Consignes de l'exercice ->
1. D'après l'extrait fourni, pendant combien d'années Christian Monschau a-t-il entraîné le BCM Gravelines-Dunkerque ?
2. Recopiez le passage de l'extrait fourni commençant par « Entraîneur du BCM » et allant jusqu'à « était en feu ? », en y substituant « enceinte mythique » à « salle emblématique ».

Extrait fourni ->

Christian Monschau raconte son Sportica

- 27 décembre 2023

Entraîneur du BCM Gravelines-Dunkerque pendant neuf ans, Christian Monschau a marqué l’histoire du club et a connu les plus belles heures de Sportica.

Suite au malheureux incendie survenu ce 25 décembre au Sportica de Gravelines, réduisant en cendre la salle dans laquelle le BCM tente cette saison de se sauver en Betclic Elite, nous avons contacté Christian Monschau (65 ans). L’ancien coach gravelinois évoque les plus beaux moments qu’il a connu dans cette salle emblématique.

Quelle a été votre première réaction au moment où vous avez appris que Sportica était en feu ?

« En premier lieu, je voulais juste m’assurer qu’il n’y avait pas de victime… Un 25 décembre, on peut penser que personne n’est sur place, mais en même temps peut-être que le feu aurait pu être maîtrisé beaucoup plus tôt s’il y avait quelqu’un. Mes premières pensées c’était ça. Forcément, je connais bien Gravelines. Ma première préoccupation était de savoir s’il y avait des victimes. Ensuite, je me suis mis à la place d’Hervé Beddeleem, Bertrand Ringot, Christian Devos qui accompagnent ce projet depuis maintenant près de 40 ans. Quand ils se sont retrouvés devant le lieu du sinistre, parce qu’ils se sont tous rendus sur place, je me suis mis à leur place.

Sur internet, on voit ça sur des photos, de loin, donc on pense aux souvenirs, mais eux étaient sur place et ont vu ce truc tellement immense, comme à Fort Alamo où il ne restait debout que le mur principal avec tout le reste effondré. J’ai pensé à ce qu’ils ont pu ressentir à ce moment-là. Par la suite, je me suis dit qu’à partir du moment où il n’y a pas de victime, on peut juste dire que ça restera dans nos mémoires pour toujours. Pour voir le positif, par exemple, moi j’ai des centaines et des centaines de vidéos de ce qui s’est passé pendant les matchs, il y a des ouvrages qui ont été publiés sur notre parcours quand j’y étais, quand on a gagné des titres. Ça existe et ça fera désormais partie de l’histoire.

L’essentiel c’est que maintenant le club puisse trouver des solutions pour poursuivre la saison et ça semble être en bonne voie. J’imagine qu’il y aura un délai avec les experts qui vont se relayer sur le lieu du sinistre. Et après le moment sera venu de partir sur autre chose, sur un nouveau projet. Surtout qu’il n’y a pas que le BCM. Sportica c’était vraiment un lieu de vie. Il y a un nombre incalculable d’associations qui pratiquent leur discipline à Sportica, il y avait un dojo, une piscine… C’était comme une petite ville donc je pense aussi à ceux qui vont être privés de ça pendant un temps. Le temps qu’une solution soit créée. »

Éléments d'étiquetage de régions

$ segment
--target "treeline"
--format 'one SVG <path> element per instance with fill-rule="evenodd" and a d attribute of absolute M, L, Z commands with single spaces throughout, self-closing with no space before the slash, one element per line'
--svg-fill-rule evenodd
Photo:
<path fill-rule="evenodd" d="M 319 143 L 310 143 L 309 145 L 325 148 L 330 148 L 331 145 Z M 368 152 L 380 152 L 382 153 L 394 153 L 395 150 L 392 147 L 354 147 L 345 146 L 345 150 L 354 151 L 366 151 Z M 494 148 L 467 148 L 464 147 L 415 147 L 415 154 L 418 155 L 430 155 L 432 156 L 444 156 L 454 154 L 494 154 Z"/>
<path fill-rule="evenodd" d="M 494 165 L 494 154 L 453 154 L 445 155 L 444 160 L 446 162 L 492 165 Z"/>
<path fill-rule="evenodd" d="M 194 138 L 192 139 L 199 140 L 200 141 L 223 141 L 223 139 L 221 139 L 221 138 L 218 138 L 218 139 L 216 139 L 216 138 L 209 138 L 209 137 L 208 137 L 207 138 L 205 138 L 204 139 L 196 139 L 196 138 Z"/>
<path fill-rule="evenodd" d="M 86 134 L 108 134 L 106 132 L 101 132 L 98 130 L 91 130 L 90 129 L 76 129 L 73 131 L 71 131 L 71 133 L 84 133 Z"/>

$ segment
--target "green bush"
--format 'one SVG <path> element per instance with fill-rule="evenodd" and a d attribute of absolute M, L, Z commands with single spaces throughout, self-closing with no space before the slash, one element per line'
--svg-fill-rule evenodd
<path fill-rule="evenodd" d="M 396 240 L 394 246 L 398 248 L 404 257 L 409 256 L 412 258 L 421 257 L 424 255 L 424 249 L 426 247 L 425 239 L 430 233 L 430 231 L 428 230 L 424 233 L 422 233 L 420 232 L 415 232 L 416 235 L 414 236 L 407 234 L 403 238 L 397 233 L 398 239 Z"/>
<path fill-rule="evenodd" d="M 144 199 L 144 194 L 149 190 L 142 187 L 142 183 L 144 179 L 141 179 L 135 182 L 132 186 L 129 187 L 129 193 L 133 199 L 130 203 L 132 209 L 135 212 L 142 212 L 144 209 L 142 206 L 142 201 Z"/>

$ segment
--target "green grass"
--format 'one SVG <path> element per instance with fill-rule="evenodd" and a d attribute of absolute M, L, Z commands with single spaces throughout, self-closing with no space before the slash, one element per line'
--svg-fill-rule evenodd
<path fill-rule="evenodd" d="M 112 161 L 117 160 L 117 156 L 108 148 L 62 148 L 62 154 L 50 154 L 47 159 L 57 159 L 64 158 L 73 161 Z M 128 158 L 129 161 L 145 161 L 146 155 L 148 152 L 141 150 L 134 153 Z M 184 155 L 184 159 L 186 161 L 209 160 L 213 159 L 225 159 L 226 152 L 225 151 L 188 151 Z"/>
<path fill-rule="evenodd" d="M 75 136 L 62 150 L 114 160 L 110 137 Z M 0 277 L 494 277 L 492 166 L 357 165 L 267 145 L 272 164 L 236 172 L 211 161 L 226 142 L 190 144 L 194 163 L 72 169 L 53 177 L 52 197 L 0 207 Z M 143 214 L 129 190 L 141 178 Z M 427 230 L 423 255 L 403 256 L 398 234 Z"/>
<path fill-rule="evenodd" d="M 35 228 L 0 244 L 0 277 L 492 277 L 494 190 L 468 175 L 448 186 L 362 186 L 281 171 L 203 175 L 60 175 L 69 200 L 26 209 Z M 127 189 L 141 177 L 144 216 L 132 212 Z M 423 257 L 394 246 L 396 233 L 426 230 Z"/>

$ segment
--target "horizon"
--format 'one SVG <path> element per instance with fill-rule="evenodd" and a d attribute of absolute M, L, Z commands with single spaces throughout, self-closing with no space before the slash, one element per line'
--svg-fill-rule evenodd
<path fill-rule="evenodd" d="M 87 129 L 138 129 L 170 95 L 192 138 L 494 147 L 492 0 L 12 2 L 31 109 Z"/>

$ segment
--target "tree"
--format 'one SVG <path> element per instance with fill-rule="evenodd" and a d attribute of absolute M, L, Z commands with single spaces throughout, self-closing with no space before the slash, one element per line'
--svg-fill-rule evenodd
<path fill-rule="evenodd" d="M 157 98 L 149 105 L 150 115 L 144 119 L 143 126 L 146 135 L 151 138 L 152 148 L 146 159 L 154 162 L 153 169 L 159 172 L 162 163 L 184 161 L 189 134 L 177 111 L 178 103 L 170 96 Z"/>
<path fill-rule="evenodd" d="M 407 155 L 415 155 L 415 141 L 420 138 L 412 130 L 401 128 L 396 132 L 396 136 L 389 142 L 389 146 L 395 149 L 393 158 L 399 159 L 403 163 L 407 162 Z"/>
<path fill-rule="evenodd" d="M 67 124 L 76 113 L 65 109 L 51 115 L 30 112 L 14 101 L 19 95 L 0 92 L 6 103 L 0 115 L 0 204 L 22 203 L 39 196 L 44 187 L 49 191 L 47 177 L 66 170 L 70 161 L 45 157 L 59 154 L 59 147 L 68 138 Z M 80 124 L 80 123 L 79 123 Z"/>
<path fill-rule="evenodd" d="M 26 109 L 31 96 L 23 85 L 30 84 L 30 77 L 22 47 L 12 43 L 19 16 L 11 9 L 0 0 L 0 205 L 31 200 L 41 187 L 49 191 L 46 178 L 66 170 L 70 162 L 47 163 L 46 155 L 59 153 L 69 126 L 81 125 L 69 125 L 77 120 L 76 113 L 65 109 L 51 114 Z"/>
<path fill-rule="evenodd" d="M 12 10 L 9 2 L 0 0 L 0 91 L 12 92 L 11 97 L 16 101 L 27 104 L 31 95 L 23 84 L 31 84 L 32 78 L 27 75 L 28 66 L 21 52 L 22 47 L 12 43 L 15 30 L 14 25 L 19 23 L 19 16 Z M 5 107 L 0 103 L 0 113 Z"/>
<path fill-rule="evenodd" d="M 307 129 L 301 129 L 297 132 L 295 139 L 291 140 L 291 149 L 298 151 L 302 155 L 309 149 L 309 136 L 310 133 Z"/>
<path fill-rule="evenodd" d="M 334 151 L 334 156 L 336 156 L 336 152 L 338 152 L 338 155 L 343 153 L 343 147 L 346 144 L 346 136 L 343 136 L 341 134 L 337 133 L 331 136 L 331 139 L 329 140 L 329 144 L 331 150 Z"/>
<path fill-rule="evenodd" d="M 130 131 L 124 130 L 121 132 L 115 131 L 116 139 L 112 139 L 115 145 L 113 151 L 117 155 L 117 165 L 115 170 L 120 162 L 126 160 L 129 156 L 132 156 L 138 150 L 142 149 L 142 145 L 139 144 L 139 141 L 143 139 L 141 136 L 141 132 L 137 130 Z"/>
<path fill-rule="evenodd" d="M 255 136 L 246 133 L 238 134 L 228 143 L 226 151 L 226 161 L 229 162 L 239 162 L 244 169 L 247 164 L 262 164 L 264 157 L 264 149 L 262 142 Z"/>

Réponses complètes ->
1. Pendant neuf ans.

2.
Entraîneur du BCM Gravelines-Dunkerque pendant neuf ans, Christian Monschau a marqué l’histoire du club et a connu les plus belles heures de Sportica.

Suite au malheureux incendie survenu ce 25 décembre au Sportica de Gravelines, réduisant en cendre la salle dans laquelle le BCM tente cette saison de se sauver en Betclic Elite, nous avons contacté Christian Monschau (65 ans). L’ancien coach gravelinois évoque les plus beaux moments qu’il a connu dans cette enceinte mythique.

Quelle a été votre première réaction au moment où vous avez appris que Sportica était en feu ?